EXERCISE REQUIREMENTS: The word "person" may appear in some lines of the data; copy every such line.

[Image point grounding data]
* * * * *
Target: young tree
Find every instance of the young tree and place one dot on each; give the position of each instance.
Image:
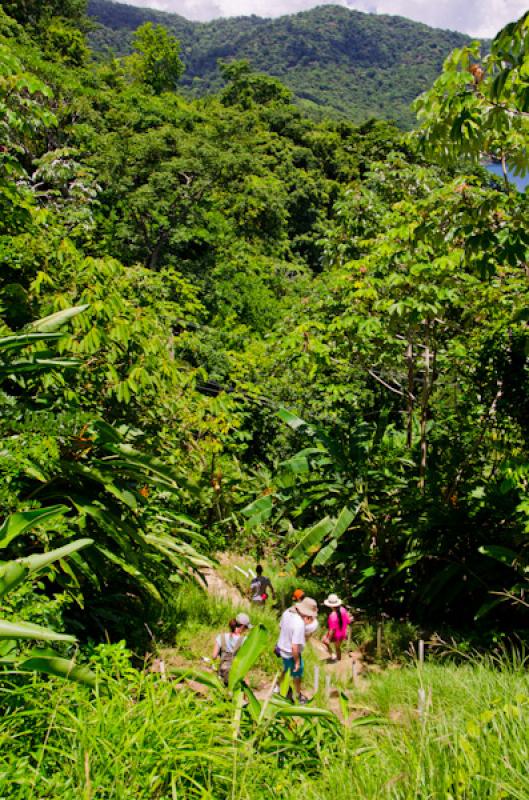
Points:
(156, 61)
(35, 12)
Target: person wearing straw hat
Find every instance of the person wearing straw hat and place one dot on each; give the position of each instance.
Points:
(292, 639)
(227, 644)
(337, 623)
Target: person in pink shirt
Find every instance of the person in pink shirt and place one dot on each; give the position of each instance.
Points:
(337, 623)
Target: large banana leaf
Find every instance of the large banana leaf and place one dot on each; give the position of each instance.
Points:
(311, 542)
(41, 560)
(314, 539)
(16, 524)
(24, 630)
(55, 321)
(52, 663)
(247, 655)
(205, 678)
(12, 574)
(20, 340)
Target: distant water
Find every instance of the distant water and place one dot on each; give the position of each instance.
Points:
(520, 183)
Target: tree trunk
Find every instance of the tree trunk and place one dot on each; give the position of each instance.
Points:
(409, 403)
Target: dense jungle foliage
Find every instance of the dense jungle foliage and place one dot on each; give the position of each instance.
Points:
(336, 61)
(227, 326)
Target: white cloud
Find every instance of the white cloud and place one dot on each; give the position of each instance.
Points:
(480, 18)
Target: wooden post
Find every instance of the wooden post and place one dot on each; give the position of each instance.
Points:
(316, 679)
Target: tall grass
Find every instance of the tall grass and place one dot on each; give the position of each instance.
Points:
(141, 738)
(147, 739)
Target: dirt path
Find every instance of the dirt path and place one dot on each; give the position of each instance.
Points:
(332, 673)
(218, 587)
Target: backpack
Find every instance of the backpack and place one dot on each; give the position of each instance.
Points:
(226, 658)
(258, 588)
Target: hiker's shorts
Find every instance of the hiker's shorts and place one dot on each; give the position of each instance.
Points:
(288, 666)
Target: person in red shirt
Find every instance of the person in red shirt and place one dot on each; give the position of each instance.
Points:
(337, 623)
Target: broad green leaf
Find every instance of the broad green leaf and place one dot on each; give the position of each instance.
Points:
(24, 630)
(55, 321)
(255, 644)
(345, 518)
(12, 574)
(311, 542)
(20, 340)
(326, 553)
(291, 419)
(502, 554)
(205, 678)
(41, 560)
(52, 663)
(305, 711)
(16, 524)
(259, 506)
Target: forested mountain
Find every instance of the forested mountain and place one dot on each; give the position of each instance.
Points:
(335, 60)
(229, 331)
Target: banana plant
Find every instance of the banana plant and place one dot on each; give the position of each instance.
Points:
(16, 362)
(274, 724)
(13, 574)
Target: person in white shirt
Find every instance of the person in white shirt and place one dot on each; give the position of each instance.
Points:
* * * * *
TASK RESULT:
Target: person wearing straw hat
Find every instance of the person wearing straw hat and place one dot on each; give the position of each instance.
Target: person in pink shirt
Find every instance of the person in pink shirt and place one dot on each; give the position of each instance.
Target: person in red shirt
Find every instance of the person in red shirt and place one dot on each; give the position of each instance.
Target: person in white shirt
Find every instance of the person in white shirt and place one dot on each; give the position of each instance.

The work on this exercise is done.